[Opening PROVIDED RECORDS section]

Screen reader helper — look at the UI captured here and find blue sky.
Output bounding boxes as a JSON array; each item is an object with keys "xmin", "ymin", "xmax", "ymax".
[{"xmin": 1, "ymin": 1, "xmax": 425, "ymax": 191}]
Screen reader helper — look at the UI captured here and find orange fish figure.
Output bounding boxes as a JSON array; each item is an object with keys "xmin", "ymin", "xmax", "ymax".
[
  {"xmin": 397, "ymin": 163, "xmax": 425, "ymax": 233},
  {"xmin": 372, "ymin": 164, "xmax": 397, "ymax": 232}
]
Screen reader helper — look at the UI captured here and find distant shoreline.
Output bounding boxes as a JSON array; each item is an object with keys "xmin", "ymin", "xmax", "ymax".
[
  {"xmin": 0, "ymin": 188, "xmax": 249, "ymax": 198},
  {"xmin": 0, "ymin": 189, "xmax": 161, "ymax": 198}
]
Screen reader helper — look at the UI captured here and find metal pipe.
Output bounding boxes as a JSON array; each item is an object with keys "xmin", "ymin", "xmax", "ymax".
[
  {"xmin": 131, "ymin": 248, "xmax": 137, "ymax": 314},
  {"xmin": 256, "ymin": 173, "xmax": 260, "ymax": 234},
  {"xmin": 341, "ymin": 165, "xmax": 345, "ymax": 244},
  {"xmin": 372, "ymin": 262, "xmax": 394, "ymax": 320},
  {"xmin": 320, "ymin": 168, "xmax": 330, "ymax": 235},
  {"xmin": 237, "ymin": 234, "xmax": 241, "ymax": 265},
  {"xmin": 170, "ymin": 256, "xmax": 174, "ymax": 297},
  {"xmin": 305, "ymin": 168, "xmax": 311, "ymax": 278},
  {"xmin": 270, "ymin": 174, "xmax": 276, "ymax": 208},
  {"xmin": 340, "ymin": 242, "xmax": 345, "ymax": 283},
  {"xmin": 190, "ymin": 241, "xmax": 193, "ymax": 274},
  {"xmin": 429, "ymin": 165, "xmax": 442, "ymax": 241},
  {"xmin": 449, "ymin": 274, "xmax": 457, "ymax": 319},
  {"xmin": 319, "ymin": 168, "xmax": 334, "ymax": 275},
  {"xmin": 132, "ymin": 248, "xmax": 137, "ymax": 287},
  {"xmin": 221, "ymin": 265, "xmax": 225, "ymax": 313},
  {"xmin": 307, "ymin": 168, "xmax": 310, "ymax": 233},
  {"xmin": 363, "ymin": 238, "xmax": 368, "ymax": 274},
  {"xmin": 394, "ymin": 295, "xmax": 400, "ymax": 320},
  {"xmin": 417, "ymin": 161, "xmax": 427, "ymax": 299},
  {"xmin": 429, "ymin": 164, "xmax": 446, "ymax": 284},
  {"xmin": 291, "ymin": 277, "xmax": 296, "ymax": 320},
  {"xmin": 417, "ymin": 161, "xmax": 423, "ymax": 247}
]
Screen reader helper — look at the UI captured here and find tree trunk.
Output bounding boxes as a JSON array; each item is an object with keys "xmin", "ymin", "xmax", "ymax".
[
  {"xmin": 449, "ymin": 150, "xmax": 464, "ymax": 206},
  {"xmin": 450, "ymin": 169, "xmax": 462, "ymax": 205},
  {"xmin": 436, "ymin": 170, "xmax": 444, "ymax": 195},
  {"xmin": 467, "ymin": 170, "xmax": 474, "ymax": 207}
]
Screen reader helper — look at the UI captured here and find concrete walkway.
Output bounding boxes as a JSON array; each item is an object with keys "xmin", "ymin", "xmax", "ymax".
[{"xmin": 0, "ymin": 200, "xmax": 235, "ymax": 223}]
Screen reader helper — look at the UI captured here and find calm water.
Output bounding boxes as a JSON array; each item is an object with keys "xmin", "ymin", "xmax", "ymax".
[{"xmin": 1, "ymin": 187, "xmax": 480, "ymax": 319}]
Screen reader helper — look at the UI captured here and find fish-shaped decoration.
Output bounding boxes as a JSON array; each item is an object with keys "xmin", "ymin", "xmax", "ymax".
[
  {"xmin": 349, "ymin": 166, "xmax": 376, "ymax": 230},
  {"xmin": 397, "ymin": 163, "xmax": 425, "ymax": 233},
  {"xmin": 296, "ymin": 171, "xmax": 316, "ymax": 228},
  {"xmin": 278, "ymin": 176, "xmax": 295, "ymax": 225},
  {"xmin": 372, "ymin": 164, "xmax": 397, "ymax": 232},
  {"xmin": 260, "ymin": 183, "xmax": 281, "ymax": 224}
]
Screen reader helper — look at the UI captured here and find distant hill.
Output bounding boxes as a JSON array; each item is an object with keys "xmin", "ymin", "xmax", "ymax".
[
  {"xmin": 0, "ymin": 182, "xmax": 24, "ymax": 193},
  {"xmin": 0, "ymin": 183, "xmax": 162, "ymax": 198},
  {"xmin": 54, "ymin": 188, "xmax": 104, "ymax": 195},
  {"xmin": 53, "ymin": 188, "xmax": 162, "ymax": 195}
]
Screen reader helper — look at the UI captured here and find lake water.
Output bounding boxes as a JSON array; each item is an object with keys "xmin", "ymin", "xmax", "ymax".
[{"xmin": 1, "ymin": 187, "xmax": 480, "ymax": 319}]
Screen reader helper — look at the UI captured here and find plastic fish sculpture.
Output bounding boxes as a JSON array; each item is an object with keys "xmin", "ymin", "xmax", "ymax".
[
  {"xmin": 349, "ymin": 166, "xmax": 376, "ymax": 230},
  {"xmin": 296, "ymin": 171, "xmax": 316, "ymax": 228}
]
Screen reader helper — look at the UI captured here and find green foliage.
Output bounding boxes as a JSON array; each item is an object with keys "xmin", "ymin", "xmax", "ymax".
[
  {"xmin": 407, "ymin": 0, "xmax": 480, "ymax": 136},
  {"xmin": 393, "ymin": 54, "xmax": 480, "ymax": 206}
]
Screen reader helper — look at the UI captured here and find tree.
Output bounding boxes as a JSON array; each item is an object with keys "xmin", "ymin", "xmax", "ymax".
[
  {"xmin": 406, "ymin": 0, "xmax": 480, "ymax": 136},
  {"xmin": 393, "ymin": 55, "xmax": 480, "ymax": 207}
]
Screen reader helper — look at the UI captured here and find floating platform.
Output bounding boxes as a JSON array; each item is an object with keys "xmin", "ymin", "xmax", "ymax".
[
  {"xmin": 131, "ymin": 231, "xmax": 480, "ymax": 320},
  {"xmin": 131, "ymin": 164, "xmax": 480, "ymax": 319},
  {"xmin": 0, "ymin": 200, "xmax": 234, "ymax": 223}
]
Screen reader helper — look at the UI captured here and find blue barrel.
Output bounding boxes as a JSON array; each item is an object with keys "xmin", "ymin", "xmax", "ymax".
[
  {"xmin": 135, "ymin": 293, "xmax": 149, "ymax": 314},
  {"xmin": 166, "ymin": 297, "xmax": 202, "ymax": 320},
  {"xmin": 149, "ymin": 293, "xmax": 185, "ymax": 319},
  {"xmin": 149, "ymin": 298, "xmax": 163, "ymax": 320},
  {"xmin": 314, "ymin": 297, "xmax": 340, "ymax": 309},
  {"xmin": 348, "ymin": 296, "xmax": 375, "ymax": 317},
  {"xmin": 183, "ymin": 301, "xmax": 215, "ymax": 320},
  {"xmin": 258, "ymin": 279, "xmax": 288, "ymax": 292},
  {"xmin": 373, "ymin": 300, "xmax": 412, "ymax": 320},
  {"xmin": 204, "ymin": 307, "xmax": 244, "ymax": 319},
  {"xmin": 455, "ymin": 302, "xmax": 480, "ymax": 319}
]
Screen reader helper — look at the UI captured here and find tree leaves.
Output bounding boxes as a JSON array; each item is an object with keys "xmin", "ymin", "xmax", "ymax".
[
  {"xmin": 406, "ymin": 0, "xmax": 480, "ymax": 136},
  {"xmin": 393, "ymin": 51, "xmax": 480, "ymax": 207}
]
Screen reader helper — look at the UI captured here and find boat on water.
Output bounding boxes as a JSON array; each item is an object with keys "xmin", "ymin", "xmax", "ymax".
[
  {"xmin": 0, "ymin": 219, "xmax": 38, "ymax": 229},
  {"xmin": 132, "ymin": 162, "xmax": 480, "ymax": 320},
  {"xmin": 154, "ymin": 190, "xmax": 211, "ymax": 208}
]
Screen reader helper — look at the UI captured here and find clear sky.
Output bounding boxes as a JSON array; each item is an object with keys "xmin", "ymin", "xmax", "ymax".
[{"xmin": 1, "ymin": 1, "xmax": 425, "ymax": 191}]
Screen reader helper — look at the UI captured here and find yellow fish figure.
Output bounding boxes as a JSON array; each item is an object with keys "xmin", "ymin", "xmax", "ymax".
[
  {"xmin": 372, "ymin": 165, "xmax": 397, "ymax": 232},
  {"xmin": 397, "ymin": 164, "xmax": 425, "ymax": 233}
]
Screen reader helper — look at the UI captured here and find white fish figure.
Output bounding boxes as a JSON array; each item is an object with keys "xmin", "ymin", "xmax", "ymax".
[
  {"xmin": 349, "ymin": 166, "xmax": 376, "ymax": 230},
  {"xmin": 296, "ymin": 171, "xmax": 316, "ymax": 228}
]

[Closing PROVIDED RECORDS section]

PROBLEM DESCRIPTION ▸ The answer must be a single number: how many lines of the data include the string "blue".

SOLUTION TO THIS EXERCISE ▸ 2